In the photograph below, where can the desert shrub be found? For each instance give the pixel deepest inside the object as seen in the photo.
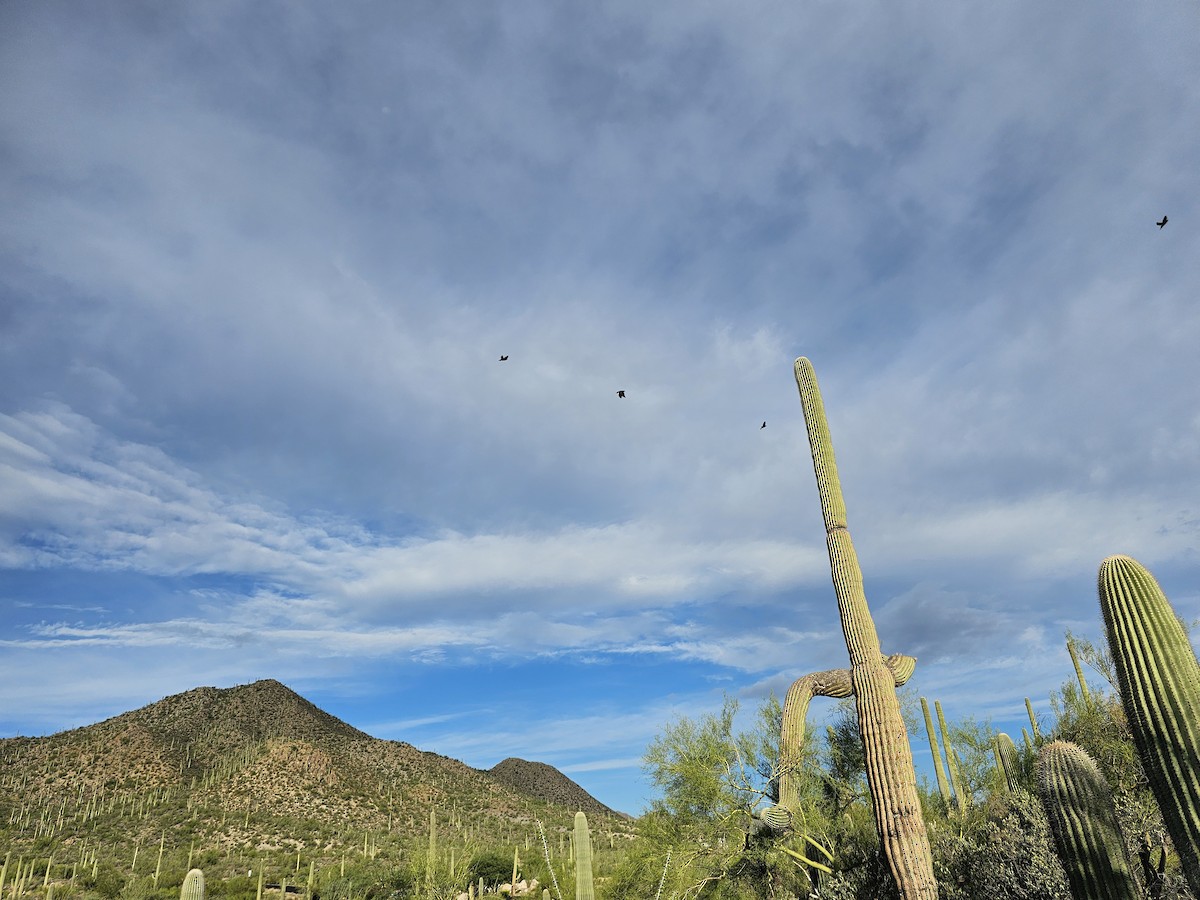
(495, 867)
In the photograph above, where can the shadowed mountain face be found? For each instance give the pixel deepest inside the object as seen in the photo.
(244, 766)
(537, 779)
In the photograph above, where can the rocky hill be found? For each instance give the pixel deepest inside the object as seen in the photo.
(258, 772)
(545, 783)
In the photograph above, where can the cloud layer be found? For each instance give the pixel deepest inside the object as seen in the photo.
(261, 263)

# # # # #

#### EXERCISE DETAILS:
Update all the records by replacing "photograph" with "image" and keeping everything else unchanged. Leave the pictures out of your answer.

#### TASK ANSWER:
In the image below, where can the desert shrub be found? For each instance give the pixel deepest inside the object as seen in the photo.
(495, 867)
In the image above, where can the shadowed mountain face be found? For each instance give the pixel deepest inside the object as seen in the photo.
(244, 766)
(537, 779)
In the image above, where can the rocky hill be found? For each instance give the pixel deepest inside the object as seen in the photo.
(258, 772)
(545, 783)
In the image above, where can the cloud layer be found? For each instance give the pixel deepest inside the object as seen in the photo.
(261, 263)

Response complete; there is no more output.